Selected excerpt.
Start

R igraph: shortest path extraction - r

This is the first time I am working with graphs and R igraph package and I need some help with processing graph objects.
What I want to achieve:
From a given contact matrix extract shortest confident path between nodes. By confident I mean that edge weights are higher then neighbouring edges.
Examples:
A
m <- read.table(row.names = 1, header = TRUE, text =
" A B C D E F
A 0 1 1 1 1 5
B 1 0 1 1e2 1e2 1
C 1 1 0 1 1 1
D 1 1e2 1 0 1e2 1
E 1 1e2 1 1e2 0 1
F 5 1 1 1 1 0")
m <- as.matrix(m)
ig <- graph.adjacency(m, mode = "undirected", weighted = TRUE, diag = FALSE)
sp <- shortest.paths(ig, algorithm = "dijkstra")
In matrix m there is one cluster (clique?) between B-D-E (ie., egde weights between those nodes are high). However, as there is weight between A and F I am also getting cluster there, even though edge weight is low (only 5).
Question A: How to extract only those clusters that have high edge weight? I can transform those contacts to 0 with m[which(m <= 5)] <- 0, but I hope that there is more "mathy" solution for this in igraph package.

End

Requests.
A: In the post about igraph shortest path extraction, list every R function that is called, in the order it first appears.
B: Extend the post about igraph shortest path extraction, picking up after its final sentence.
The lines after this point come from a separate source.

Data lines.
Start

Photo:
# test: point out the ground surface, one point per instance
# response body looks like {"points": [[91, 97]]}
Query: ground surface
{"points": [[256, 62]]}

End

Results for each task.
A: read.table, as.matrix, graph.adjacency, shortest.paths, which

B:
B
m <- read.table(row.names = 1, header = TRUE, text =
" A B C D E F
A 0 1 1 5 1 1
B 1 0 1 1e2 1e2 1
C 1 1 0 1 1 1
D 5 1e2 1 0 1e2 1
E 1 1e2 1 1e2 0 1
F 1 1 1 1 1 0")
m <- as.matrix(m)
ig <- graph.adjacency(m, mode = "undirected", weighted = TRUE, diag = FALSE)
sp <- shortest.paths(ig, algorithm = "dijkstra")
In matrix m there is cluster between B-D-E, but as there is low weight between A and B - A is also connected to this cluster.
Question B: How to not assign nodes to a cluster if edge weight is low?
This is my first question here, if you need clarification or better examples I will improve my questions.

First, it is good to know that when looking up paths, igraph understands weights as costs, i.e. on edges with higher weight it costs more to travel, so it will consider shorter the paths with lower sum weight. It is easy to turn this into the opposite, just take the reciprocal of your weights (1 / E(ig)$weight). Between 2 vertices there might be only one shortest path, but sometimes there are more equally short paths. You can look up all of them (all_shortest_paths), or tell igraph to return only one of the shortests for each pairs of vertices (shortest_paths). Each call of these methods returns the paths from one selected vertex, to have the paths between all pairs, you need to call these once for each vertex (ok, at an undirected graph, it is enough to call for half of the vertices). To formulate what I explained until this point:
spaths <- lapply(V(ig),
function(v){
all_shortest_paths(ig, v,
weight = 1 / E(ig)$weight
)
}
)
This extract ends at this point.